Text provided:
########################################

I’ve not yet read “The Chess Board and the Web” but it occurs to me that the fundamental difference between Slaughter’s Chess Board and Hofstatder’s Tabletop is that whilst they both rely on relations between potential positions on the stage, a chess board has constrained positions and moves, within which imagination must operate. The tabletop is limited only by the creativity of the imagination – conceptual-slipping – even though every individual move can be analysed as relations between binary states (now and next) and objects (this and/or that, me and/or you). The web adds an infinitely flexible, multi-dimensional and fluid layer of connectivity to the constrained grid of a chess board. That unlimited creativity was always there, simply limited by the pre-defined conventions of the game. And remember, after Wittgenstein, we may see words as signifying real-world objects, but in fact all language is a game, a game where we evolve the rules as we play.

Action Research Reloaded

Been reading a fascinating 2015 paper co-authored by @DrSarahEaton and shared recently on Twitter.

PROFESSIONAL COLLABORATION AS RESPONSIVE PEDAGOGY

Fascinating for me on two levels.

Firstly in seeing that the Argyris “double-loop” learning process (aka Action Research), which I explored in my late-1980’s Master’s, has been taken up and evolved in many creative learning contexts since then, and forms part of collected textbooks like Keith Sawyer’s “The Cambridge Handbook of the Learning Sciences”. Even back then, “double-loop” was recognised as short-hand for the many meta-loops and considerations beyond learning from the explicit “procedural” process. Learning more by learning about learning, etc. Seems second nature now. Sure, there’s always the question of balance, avoiding analysis-paralysis whilst getting on with the planned task, but the process, not just the outcomes, is always a source of learning to improve the process and its outcomes.

########################################

Dataset section:
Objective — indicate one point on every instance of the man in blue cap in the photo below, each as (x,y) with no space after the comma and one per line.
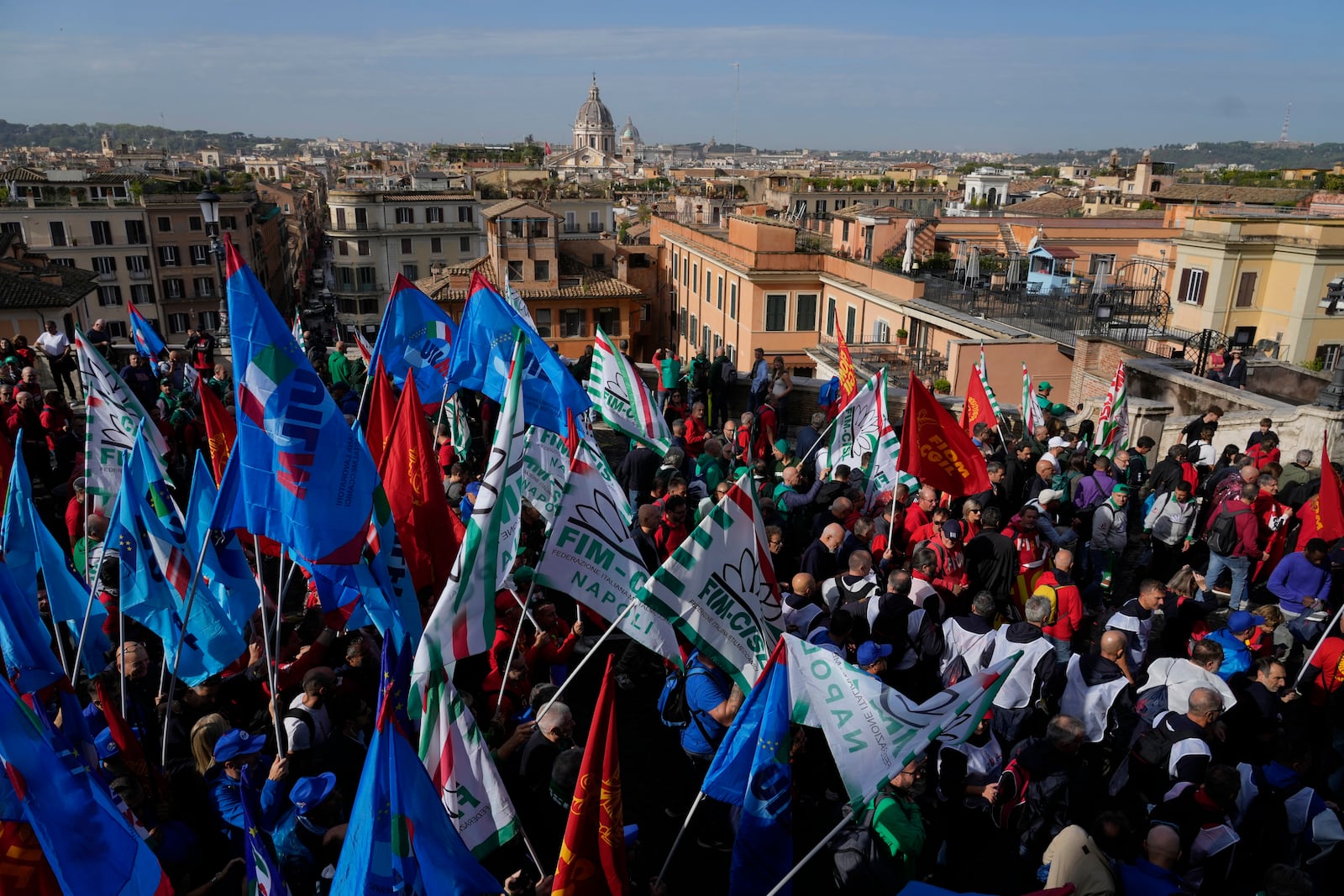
(308,837)
(235,766)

########################################

Exercise:
Reproduce the passage from the text on chess boards and action research word for word, starting at "Firstly in seeing" and ending at "and its outcomes.".

Answer space:
Firstly in seeing that the Argyris “double-loop” learning process (aka Action Research), which I explored in my late-1980’s Master’s, has been taken up and evolved in many creative learning contexts since then, and forms part of collected textbooks like Keith Sawyer’s “The Cambridge Handbook of the Learning Sciences”. Even back then, “double-loop” was recognised as short-hand for the many meta-loops and considerations beyond learning from the explicit “procedural” process. Learning more by learning about learning, etc. Seems second nature now. Sure, there’s always the question of balance, avoiding analysis-paralysis whilst getting on with the planned task, but the process, not just the outcomes, is always a source of learning to improve the process and its outcomes.